SUPPLIED MATERIAL:
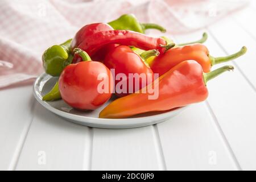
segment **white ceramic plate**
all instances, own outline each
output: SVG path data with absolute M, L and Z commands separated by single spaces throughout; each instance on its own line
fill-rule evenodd
M 41 75 L 34 84 L 34 96 L 40 104 L 52 113 L 71 122 L 82 125 L 108 129 L 127 129 L 145 126 L 164 121 L 175 116 L 186 107 L 179 107 L 165 112 L 148 113 L 125 119 L 98 118 L 98 114 L 111 102 L 111 100 L 100 108 L 90 111 L 74 109 L 63 100 L 52 102 L 42 101 L 43 96 L 51 90 L 56 79 L 56 77 L 52 77 L 46 73 Z

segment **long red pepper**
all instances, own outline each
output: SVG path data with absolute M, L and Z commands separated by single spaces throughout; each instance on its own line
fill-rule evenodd
M 158 85 L 158 97 L 149 99 L 148 92 L 143 93 L 149 86 L 138 93 L 119 98 L 105 107 L 100 118 L 122 118 L 150 111 L 166 111 L 204 101 L 208 96 L 207 82 L 220 74 L 233 70 L 232 66 L 224 66 L 210 72 L 203 72 L 202 67 L 193 60 L 184 61 L 155 80 Z
M 85 38 L 78 48 L 93 56 L 101 47 L 108 44 L 134 46 L 144 50 L 158 49 L 160 53 L 170 48 L 162 38 L 153 38 L 129 30 L 104 31 L 94 34 Z

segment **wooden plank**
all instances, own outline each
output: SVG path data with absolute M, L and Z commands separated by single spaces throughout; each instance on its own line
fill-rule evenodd
M 248 18 L 250 17 L 256 17 L 255 11 L 251 7 L 248 7 L 239 13 L 235 14 L 233 18 L 230 20 L 237 22 L 245 31 L 256 40 L 256 24 L 252 23 L 251 21 L 248 20 Z
M 229 33 L 234 35 L 243 35 L 241 39 L 237 38 L 236 40 L 241 40 L 245 35 L 245 39 L 251 43 L 251 40 L 247 39 L 246 34 L 240 34 L 241 29 L 234 29 L 234 25 L 232 25 L 230 22 L 223 22 L 222 25 L 212 26 L 210 31 L 212 32 L 218 32 L 218 34 L 215 35 L 215 38 L 217 38 L 220 43 L 223 43 L 226 45 L 226 50 L 229 50 L 229 46 L 231 49 L 238 50 L 241 47 L 240 44 L 234 44 L 234 42 L 231 42 L 228 44 L 227 39 L 224 38 L 229 36 Z M 226 27 L 226 25 L 227 25 Z M 221 28 L 220 27 L 226 27 L 225 29 L 222 28 L 222 31 L 216 30 L 214 28 Z M 226 29 L 228 28 L 228 29 Z M 199 32 L 189 35 L 195 36 L 199 35 Z M 198 35 L 196 35 L 197 36 Z M 176 38 L 179 42 L 184 42 L 187 39 L 186 36 L 179 36 Z M 179 38 L 179 39 L 178 39 Z M 232 44 L 233 45 L 230 45 Z M 247 42 L 243 43 L 245 45 L 248 45 Z M 205 43 L 205 45 L 210 50 L 210 53 L 212 56 L 225 56 L 225 53 L 222 50 L 221 47 L 219 46 L 215 40 L 209 35 L 208 40 Z M 230 45 L 230 46 L 229 46 Z M 251 44 L 249 44 L 248 48 L 251 49 Z M 235 52 L 234 51 L 233 52 Z M 242 63 L 243 66 L 247 65 L 247 67 L 254 67 L 255 63 L 252 63 L 250 60 L 253 60 L 252 50 L 249 52 L 249 56 L 238 59 L 236 63 L 239 67 Z M 247 53 L 246 53 L 247 54 Z M 232 64 L 233 61 L 228 63 L 228 64 Z M 213 68 L 217 68 L 225 63 L 219 65 L 216 65 Z M 225 73 L 220 76 L 218 78 L 211 80 L 208 84 L 208 88 L 209 92 L 209 96 L 208 99 L 209 104 L 209 109 L 212 110 L 213 117 L 217 120 L 217 124 L 219 125 L 219 131 L 223 131 L 224 139 L 226 139 L 226 144 L 228 146 L 230 146 L 231 154 L 233 152 L 233 159 L 239 162 L 241 167 L 243 169 L 256 169 L 256 114 L 255 112 L 256 97 L 255 91 L 251 85 L 247 82 L 247 80 L 245 77 L 243 73 L 241 70 L 238 69 L 237 66 L 235 66 L 235 69 L 233 73 Z M 253 76 L 250 74 L 246 76 Z M 239 164 L 238 164 L 239 165 Z M 239 167 L 239 166 L 238 166 Z
M 158 128 L 168 170 L 238 169 L 204 102 Z
M 91 131 L 36 104 L 17 170 L 90 169 Z
M 32 119 L 31 86 L 1 90 L 0 101 L 0 170 L 11 170 Z
M 214 24 L 209 27 L 214 39 L 226 54 L 236 52 L 243 46 L 247 47 L 246 53 L 242 58 L 234 61 L 241 73 L 247 79 L 253 89 L 255 89 L 256 74 L 256 42 L 250 35 L 239 24 L 233 21 L 232 17 Z
M 159 170 L 165 164 L 152 126 L 93 129 L 93 170 Z

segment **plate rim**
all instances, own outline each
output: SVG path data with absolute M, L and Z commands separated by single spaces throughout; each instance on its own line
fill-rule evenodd
M 90 123 L 92 125 L 113 125 L 112 126 L 114 126 L 114 125 L 118 125 L 118 126 L 123 126 L 124 125 L 139 125 L 139 124 L 143 124 L 144 123 L 145 120 L 148 121 L 147 122 L 150 123 L 150 121 L 153 122 L 155 121 L 155 117 L 158 117 L 160 118 L 158 118 L 158 120 L 161 121 L 163 120 L 162 121 L 164 121 L 165 115 L 168 115 L 170 114 L 170 112 L 172 112 L 172 113 L 179 113 L 183 110 L 185 108 L 187 107 L 188 106 L 184 106 L 183 107 L 180 107 L 179 108 L 176 109 L 175 110 L 170 111 L 168 112 L 166 112 L 164 113 L 160 113 L 156 115 L 149 115 L 149 116 L 145 116 L 145 117 L 138 117 L 138 118 L 94 118 L 91 117 L 88 117 L 88 116 L 84 116 L 84 115 L 77 115 L 73 113 L 69 113 L 67 112 L 65 112 L 64 111 L 62 111 L 61 110 L 59 110 L 55 108 L 54 107 L 52 107 L 49 104 L 47 104 L 46 101 L 44 101 L 42 100 L 42 94 L 40 94 L 40 90 L 39 90 L 39 85 L 40 82 L 41 82 L 42 80 L 46 76 L 49 76 L 49 75 L 47 74 L 46 73 L 44 72 L 42 73 L 40 76 L 39 76 L 35 80 L 34 84 L 33 84 L 33 95 L 34 97 L 36 98 L 36 100 L 38 101 L 38 102 L 39 102 L 42 106 L 43 106 L 44 107 L 46 107 L 47 110 L 52 111 L 52 113 L 55 113 L 55 114 L 57 114 L 58 115 L 60 115 L 61 117 L 64 117 L 65 118 L 69 119 L 72 120 L 72 122 L 73 122 L 74 119 L 75 119 L 76 121 L 79 121 L 80 122 L 83 122 L 85 124 L 85 123 Z M 72 117 L 73 118 L 72 118 Z M 85 120 L 88 119 L 88 121 L 85 121 Z M 167 119 L 168 119 L 168 118 Z M 92 122 L 91 121 L 93 122 Z M 95 122 L 94 122 L 95 121 Z M 108 123 L 104 123 L 105 122 L 108 122 Z M 115 123 L 116 122 L 128 122 L 129 123 Z M 134 122 L 135 122 L 135 123 Z M 159 121 L 159 122 L 160 122 L 162 121 Z M 75 122 L 77 123 L 76 122 Z M 101 122 L 101 123 L 99 123 Z M 150 124 L 148 124 L 147 125 L 150 125 Z M 143 125 L 143 126 L 147 126 L 147 125 Z M 95 127 L 95 126 L 93 126 Z M 141 126 L 137 126 L 137 127 L 141 127 Z M 104 128 L 108 128 L 106 127 L 104 127 Z M 136 126 L 133 126 L 131 127 L 136 127 Z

PROBLEM REQUIREMENTS:
Reproduce all of the lines above word for word, but leave the picture out.

EXERCISE OUTPUT:
segment **white ceramic plate**
all instances, own outline each
output: SVG path data with absolute M, L and Z commands separated by single spaces throughout; each instance on its own line
fill-rule evenodd
M 41 75 L 34 84 L 34 96 L 40 104 L 52 113 L 71 122 L 82 125 L 108 129 L 127 129 L 145 126 L 164 121 L 175 116 L 186 107 L 179 107 L 165 112 L 148 113 L 125 119 L 98 118 L 98 114 L 111 102 L 111 100 L 100 108 L 90 111 L 74 109 L 63 100 L 52 102 L 42 101 L 43 96 L 51 90 L 56 79 L 56 77 L 52 77 L 46 73 Z

segment **long red pepper**
all instances, own outline each
output: SVG path data with absolute M, L and Z commands separated by single spaces throughout; each instance on its own line
fill-rule evenodd
M 158 85 L 158 97 L 149 99 L 148 92 L 143 93 L 149 86 L 138 93 L 119 98 L 105 107 L 100 118 L 122 118 L 150 111 L 166 111 L 204 101 L 208 96 L 207 82 L 220 74 L 233 70 L 232 66 L 224 66 L 210 72 L 203 72 L 202 67 L 193 60 L 184 61 L 155 80 Z
M 85 38 L 78 48 L 93 56 L 101 47 L 108 44 L 134 46 L 144 50 L 158 49 L 160 53 L 170 48 L 162 38 L 153 38 L 129 30 L 104 31 L 94 34 Z

segment **wooden plank**
all instances, own outline each
output: SVG path data with absolute M, L and Z commands separated by single spaces throughout; each instance on its own line
fill-rule evenodd
M 248 18 L 250 17 L 256 17 L 255 11 L 251 7 L 248 7 L 239 13 L 235 14 L 233 18 L 230 20 L 237 22 L 245 31 L 256 40 L 256 24 L 252 23 L 251 21 L 248 20 Z
M 229 33 L 234 35 L 243 35 L 241 39 L 237 38 L 236 40 L 241 40 L 245 35 L 245 39 L 251 43 L 251 40 L 247 39 L 246 34 L 240 34 L 241 29 L 234 29 L 234 25 L 232 25 L 230 22 L 223 22 L 222 25 L 212 26 L 210 31 L 212 32 L 218 32 L 218 34 L 215 35 L 215 38 L 217 38 L 220 43 L 223 43 L 226 45 L 226 50 L 229 50 L 229 46 L 231 49 L 238 50 L 241 47 L 240 44 L 234 44 L 234 42 L 231 42 L 228 44 L 227 39 L 224 38 L 229 36 Z M 226 27 L 226 25 L 227 25 Z M 221 28 L 220 27 L 226 27 L 225 29 L 222 28 L 222 31 L 216 30 L 214 28 Z M 226 29 L 228 28 L 228 29 Z M 199 32 L 189 35 L 195 36 L 199 35 Z M 198 35 L 196 35 L 197 36 Z M 176 38 L 179 42 L 184 42 L 187 39 L 186 36 L 179 36 Z M 179 38 L 179 39 L 178 39 Z M 232 44 L 233 45 L 230 45 Z M 247 42 L 243 43 L 245 45 L 248 45 Z M 205 43 L 205 45 L 210 50 L 210 53 L 212 56 L 225 56 L 225 53 L 222 50 L 221 47 L 219 46 L 215 40 L 209 35 L 208 40 Z M 230 45 L 230 46 L 229 46 Z M 251 44 L 249 44 L 248 48 L 251 49 Z M 235 52 L 234 51 L 233 52 Z M 242 63 L 243 66 L 247 65 L 247 67 L 254 67 L 255 63 L 252 63 L 250 60 L 253 60 L 252 50 L 249 52 L 249 56 L 238 59 L 236 63 L 239 67 Z M 247 53 L 246 53 L 247 54 Z M 232 64 L 233 61 L 228 63 L 228 64 Z M 213 68 L 217 68 L 225 63 L 219 65 L 216 65 Z M 225 73 L 220 76 L 218 78 L 211 80 L 208 84 L 208 88 L 209 92 L 209 96 L 208 99 L 209 104 L 209 109 L 212 110 L 213 117 L 217 120 L 217 124 L 219 125 L 219 131 L 223 131 L 224 139 L 226 139 L 226 144 L 228 146 L 230 146 L 231 154 L 233 152 L 233 159 L 239 162 L 241 167 L 243 169 L 256 169 L 256 114 L 255 112 L 256 97 L 255 91 L 251 85 L 247 82 L 247 80 L 245 77 L 243 73 L 241 70 L 238 69 L 237 66 L 235 66 L 235 69 L 233 73 Z M 253 76 L 250 74 L 246 76 Z M 239 164 L 238 164 L 239 165 Z M 239 167 L 239 166 L 238 166 Z
M 158 128 L 168 170 L 238 169 L 204 102 Z
M 91 131 L 36 104 L 17 170 L 90 169 Z
M 32 119 L 31 86 L 1 90 L 0 101 L 0 170 L 11 170 Z
M 214 24 L 209 27 L 214 39 L 226 54 L 236 52 L 243 46 L 247 47 L 246 53 L 242 58 L 234 61 L 241 73 L 247 79 L 253 89 L 255 89 L 256 74 L 256 42 L 250 35 L 239 24 L 233 21 L 232 17 Z
M 159 170 L 165 164 L 152 126 L 93 129 L 93 170 Z

segment **plate rim**
all instances, own outline each
output: SVG path data with absolute M, L and Z commands separated by single spaces throughout; each instance on its own line
fill-rule evenodd
M 90 123 L 92 125 L 113 125 L 112 126 L 114 126 L 114 125 L 118 125 L 118 126 L 123 126 L 124 125 L 139 125 L 139 124 L 143 124 L 144 123 L 145 120 L 148 121 L 147 122 L 150 123 L 150 121 L 153 122 L 155 121 L 155 117 L 158 117 L 160 118 L 158 118 L 158 120 L 161 121 L 163 120 L 162 121 L 164 121 L 165 115 L 168 115 L 170 114 L 170 112 L 172 112 L 172 113 L 179 113 L 183 110 L 185 108 L 187 107 L 188 106 L 184 106 L 183 107 L 180 107 L 179 108 L 176 109 L 175 110 L 170 111 L 168 112 L 166 112 L 164 113 L 160 113 L 156 115 L 149 115 L 149 116 L 145 116 L 145 117 L 138 117 L 138 118 L 94 118 L 91 117 L 88 117 L 88 116 L 84 116 L 84 115 L 77 115 L 73 113 L 69 113 L 67 112 L 65 112 L 64 111 L 62 111 L 61 110 L 59 110 L 55 108 L 54 107 L 52 107 L 49 104 L 47 104 L 46 101 L 44 101 L 42 100 L 42 94 L 40 94 L 40 90 L 39 90 L 39 85 L 40 82 L 41 82 L 42 80 L 46 76 L 49 76 L 49 75 L 47 74 L 46 73 L 44 72 L 42 73 L 40 76 L 39 76 L 35 80 L 34 84 L 33 84 L 33 95 L 34 97 L 36 98 L 36 100 L 38 101 L 38 102 L 39 102 L 42 106 L 43 106 L 44 107 L 46 107 L 47 110 L 52 111 L 52 113 L 55 113 L 55 114 L 57 114 L 58 115 L 60 115 L 61 117 L 64 117 L 65 118 L 69 119 L 72 120 L 72 122 L 73 122 L 74 119 L 75 119 L 76 121 L 79 121 L 80 122 L 83 122 L 85 124 L 85 123 Z M 72 117 L 73 118 L 72 118 Z M 85 120 L 88 119 L 88 121 L 85 121 Z M 167 119 L 168 119 L 168 118 Z M 92 122 L 91 121 L 93 122 Z M 95 122 L 94 122 L 95 121 Z M 108 123 L 104 123 L 105 122 L 108 122 Z M 115 123 L 116 122 L 128 122 L 129 123 Z M 134 122 L 135 122 L 135 123 Z M 159 121 L 159 122 L 160 122 L 162 121 Z M 75 122 L 77 123 L 76 122 Z M 101 122 L 101 123 L 99 123 Z M 150 124 L 148 124 L 147 125 L 150 125 Z M 143 125 L 143 126 L 147 126 L 147 125 Z M 95 127 L 95 126 L 93 126 Z M 141 126 L 137 126 L 137 127 L 141 127 Z M 104 128 L 108 128 L 106 127 L 104 127 Z M 136 126 L 133 126 L 131 127 L 136 127 Z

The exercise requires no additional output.